▶ Trecho
──────────

A indignação do Alemão



“Mas se ainda há pouco tudo estava bem, por que de repente dizem que estamos em crise?”. Tal questionamento não foi feito por nenhum membro do governo ou da oposição, por nenhum crítico de economia a convite da grande mídia, nem por nenhum especialista em política econômica. Ele foi dito pelo Alemão.

Quem é Alemão? Aproximadamente 40 anos, nos dias úteis, Alemão trabalha como representante comercial de uma empresa que vende portas e janelas antirruídos em bairros da classe média-alta. “Ao menos para mim não tem crise; tem vendido muito”, comemora. Nos finais de semana, como faz há anos, ele corta cabelos em seu pequeno salão no Jd. Orion, bairro onde também mora, na periferia da zona sul de São Paulo. “Cliente é o que não falta”, reforçando ainda mais sua descrença na crise.

Enquanto esperava a minha vez, fiquei refletindo sobre o questionamento de Alemão, o cabeleireiro: estamos mesmo em crise ou apenas sofrendo os efeitos da ira daqueles que não contavam com o referendo popular para a continuidade de um projeto que elevou a moral do país?

Nos últimos doze anos, aos olhos do mundo, o Brasil deixou de ser um país desacreditado para se tornar uma das oito maiores economias do mundo e um dos mais importantes mercados de investimento global. A ONU vive citando o Brasil como exemplo no combate à desigualdade social em tão pouco tempo. A OIT reconhece no Brasil também um exemplo no combate ao trabalho infantil no mesmo período. Recentemente, líderes sulamericanos afirmaram que a sobrevivência do continente depende do Brasil. E, contrariando uma visão negativa do tamanho da importância do país no mundo, Obama disse ser o Brasil uma potência mundial.

──────────

▶ Enunciado 1
No trecho, liste todos os agentes que o último parágrafo cita como tendo se manifestado sobre o Brasil.

──────────

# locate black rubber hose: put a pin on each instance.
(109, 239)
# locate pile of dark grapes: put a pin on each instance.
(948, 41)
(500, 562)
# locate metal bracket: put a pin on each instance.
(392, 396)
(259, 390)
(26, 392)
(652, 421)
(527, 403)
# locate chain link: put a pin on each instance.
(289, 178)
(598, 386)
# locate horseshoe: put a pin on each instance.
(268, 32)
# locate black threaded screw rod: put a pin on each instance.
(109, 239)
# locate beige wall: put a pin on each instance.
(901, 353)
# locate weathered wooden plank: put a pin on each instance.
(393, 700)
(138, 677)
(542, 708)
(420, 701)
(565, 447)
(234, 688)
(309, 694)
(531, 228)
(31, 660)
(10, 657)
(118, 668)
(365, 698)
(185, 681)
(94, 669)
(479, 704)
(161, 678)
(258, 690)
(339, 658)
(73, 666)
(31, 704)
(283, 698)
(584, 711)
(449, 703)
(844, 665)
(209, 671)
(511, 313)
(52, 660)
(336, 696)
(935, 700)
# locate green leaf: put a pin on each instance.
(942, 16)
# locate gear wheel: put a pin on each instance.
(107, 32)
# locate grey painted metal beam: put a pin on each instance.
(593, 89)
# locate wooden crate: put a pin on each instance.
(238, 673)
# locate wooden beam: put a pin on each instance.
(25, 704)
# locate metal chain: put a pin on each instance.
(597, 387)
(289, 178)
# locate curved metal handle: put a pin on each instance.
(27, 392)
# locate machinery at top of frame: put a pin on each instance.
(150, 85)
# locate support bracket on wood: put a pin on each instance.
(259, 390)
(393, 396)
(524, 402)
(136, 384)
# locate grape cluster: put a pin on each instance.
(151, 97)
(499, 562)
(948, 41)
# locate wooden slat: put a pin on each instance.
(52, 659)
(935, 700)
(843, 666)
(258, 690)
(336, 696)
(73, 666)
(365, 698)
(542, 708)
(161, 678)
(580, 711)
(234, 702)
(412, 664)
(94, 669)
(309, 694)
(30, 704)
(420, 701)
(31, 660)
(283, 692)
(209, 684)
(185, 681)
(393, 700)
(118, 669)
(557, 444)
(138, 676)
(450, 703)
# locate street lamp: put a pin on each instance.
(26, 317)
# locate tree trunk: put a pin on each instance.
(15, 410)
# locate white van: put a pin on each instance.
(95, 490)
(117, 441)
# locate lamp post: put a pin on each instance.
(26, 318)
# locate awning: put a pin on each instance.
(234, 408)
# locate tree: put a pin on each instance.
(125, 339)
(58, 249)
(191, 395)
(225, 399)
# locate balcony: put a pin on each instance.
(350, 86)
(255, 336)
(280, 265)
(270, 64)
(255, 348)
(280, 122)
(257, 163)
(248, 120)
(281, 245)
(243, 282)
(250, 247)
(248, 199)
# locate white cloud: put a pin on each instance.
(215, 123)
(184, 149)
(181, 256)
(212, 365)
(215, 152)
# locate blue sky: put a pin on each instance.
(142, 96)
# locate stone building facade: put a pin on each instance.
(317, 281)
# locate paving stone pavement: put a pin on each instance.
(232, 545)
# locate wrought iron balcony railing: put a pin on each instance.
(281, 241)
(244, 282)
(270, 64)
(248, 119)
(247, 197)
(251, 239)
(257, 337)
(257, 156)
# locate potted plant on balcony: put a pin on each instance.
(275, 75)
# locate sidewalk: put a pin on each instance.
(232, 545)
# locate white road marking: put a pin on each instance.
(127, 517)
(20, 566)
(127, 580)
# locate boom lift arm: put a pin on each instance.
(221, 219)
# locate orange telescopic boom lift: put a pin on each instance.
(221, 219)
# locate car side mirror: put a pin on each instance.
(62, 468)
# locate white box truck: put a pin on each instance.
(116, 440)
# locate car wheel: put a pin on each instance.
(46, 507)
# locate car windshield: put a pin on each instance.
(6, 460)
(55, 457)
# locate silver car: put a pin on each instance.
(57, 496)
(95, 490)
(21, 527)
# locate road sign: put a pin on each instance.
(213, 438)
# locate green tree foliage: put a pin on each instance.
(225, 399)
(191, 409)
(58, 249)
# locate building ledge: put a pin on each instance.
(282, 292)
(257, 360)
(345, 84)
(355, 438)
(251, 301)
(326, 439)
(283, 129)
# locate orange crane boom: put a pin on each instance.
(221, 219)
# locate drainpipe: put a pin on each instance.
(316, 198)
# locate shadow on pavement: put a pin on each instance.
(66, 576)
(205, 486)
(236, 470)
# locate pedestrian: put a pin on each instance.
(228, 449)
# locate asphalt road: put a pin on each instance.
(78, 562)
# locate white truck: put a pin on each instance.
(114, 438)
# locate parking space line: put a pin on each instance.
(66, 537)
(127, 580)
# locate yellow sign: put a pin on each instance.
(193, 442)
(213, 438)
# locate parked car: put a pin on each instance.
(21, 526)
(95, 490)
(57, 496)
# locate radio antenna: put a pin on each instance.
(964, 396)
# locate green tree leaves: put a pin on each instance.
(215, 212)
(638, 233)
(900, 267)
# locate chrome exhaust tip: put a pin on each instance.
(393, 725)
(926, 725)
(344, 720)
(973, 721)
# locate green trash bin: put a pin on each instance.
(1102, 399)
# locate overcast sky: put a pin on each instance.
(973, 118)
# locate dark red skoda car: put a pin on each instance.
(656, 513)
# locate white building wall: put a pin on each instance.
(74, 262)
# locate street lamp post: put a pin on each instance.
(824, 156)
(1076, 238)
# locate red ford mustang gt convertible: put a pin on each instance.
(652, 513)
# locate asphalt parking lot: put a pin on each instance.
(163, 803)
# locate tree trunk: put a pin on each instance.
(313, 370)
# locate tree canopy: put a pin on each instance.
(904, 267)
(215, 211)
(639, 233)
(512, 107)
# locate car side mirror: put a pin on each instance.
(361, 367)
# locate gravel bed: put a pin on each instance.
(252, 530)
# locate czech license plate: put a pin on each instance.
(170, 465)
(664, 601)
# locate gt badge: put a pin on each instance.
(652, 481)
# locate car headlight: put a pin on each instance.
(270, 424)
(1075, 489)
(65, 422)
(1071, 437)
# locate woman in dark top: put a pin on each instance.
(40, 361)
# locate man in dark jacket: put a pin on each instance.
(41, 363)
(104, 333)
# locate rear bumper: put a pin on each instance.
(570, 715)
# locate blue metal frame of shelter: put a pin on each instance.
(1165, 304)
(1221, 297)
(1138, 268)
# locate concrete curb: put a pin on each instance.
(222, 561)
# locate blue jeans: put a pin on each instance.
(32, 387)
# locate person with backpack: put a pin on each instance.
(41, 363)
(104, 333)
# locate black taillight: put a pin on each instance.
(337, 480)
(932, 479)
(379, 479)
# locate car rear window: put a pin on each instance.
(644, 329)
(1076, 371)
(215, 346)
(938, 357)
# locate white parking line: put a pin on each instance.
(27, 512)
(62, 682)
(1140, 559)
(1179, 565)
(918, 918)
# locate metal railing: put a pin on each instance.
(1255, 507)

──────────

▶ Enunciado 2
Acrescente 80 a cada número das coordenadas nas respostas e reescreva todas as linhas dos registros, solicitações incluídas, na parte que começa na linha que contém "# locate white building" e termina no fim dos registros, com ambas as extremidades incluídas.

▶ Resposta completa 1
ONU
OIT
Líderes sulamericanos
Obama

▶ Resposta completa 2
# locate white building wall: put a pin on each instance.
(154, 342)
# locate street lamp post: put a pin on each instance.
(904, 236)
(1156, 318)
# locate red ford mustang gt convertible: put a pin on each instance.
(732, 593)
# locate asphalt parking lot: put a pin on each instance.
(243, 883)
# locate tree trunk: put a pin on each instance.
(393, 450)
# locate tree canopy: put a pin on each instance.
(984, 347)
(295, 291)
(719, 313)
(592, 187)
# locate car side mirror: put a pin on each instance.
(441, 447)
# locate gravel bed: put a pin on each instance.
(332, 610)
# locate czech license plate: put a pin on each instance.
(250, 545)
(744, 681)
# locate gt badge: put a pin on each instance.
(732, 561)
# locate car headlight: put a pin on each instance.
(350, 504)
(1155, 569)
(145, 502)
(1151, 517)
# locate woman in dark top: put a pin on each instance.
(120, 441)
# locate man in dark jacket: put a pin on each instance.
(121, 443)
(184, 413)
# locate rear bumper: put a pin on each instance.
(650, 795)
# locate blue metal frame of shelter: put a pin on each instance.
(1245, 384)
(1301, 377)
(1218, 348)
# locate concrete curb: put a pin on each instance.
(302, 641)
# locate blue jeans: put a pin on each instance.
(112, 467)
# locate person with backpack: put a pin on each instance.
(121, 443)
(184, 413)
# locate black taillight: put a pin on each instance.
(417, 560)
(1012, 559)
(459, 559)
# locate car rear window: put a pin on each instance.
(724, 409)
(1156, 451)
(295, 426)
(1018, 437)
# locate white parking line: put a pin on each instance.
(107, 592)
(142, 762)
(1220, 639)
(1259, 645)
(998, 998)
# locate metal railing: put a pin on each instance.
(1335, 587)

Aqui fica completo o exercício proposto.